**Task statement**
Line by line, retype the material exactly and leave each picture out.
------ Input material ------
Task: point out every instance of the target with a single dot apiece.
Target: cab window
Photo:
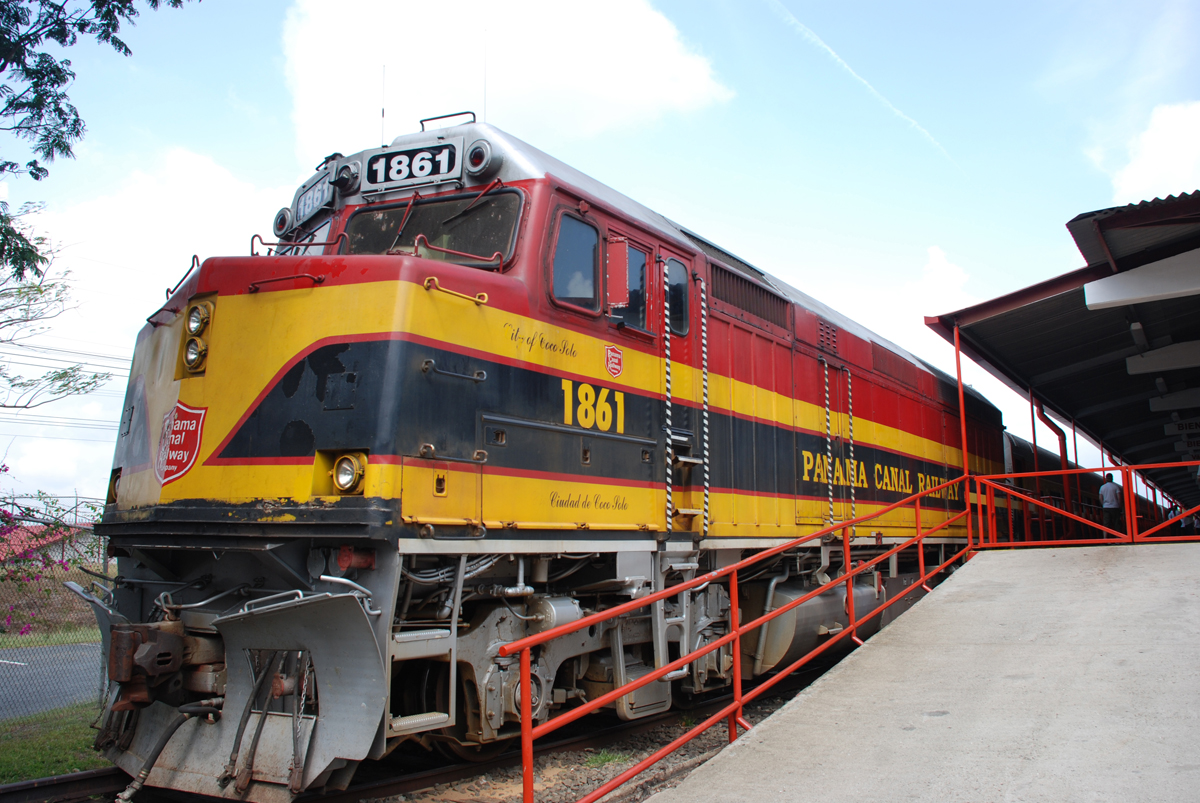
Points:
(576, 258)
(677, 293)
(634, 313)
------
**Finished task**
Task: point out every instance of the target with a single dot apiece.
Target: cab window
Photo:
Points:
(576, 258)
(677, 293)
(634, 313)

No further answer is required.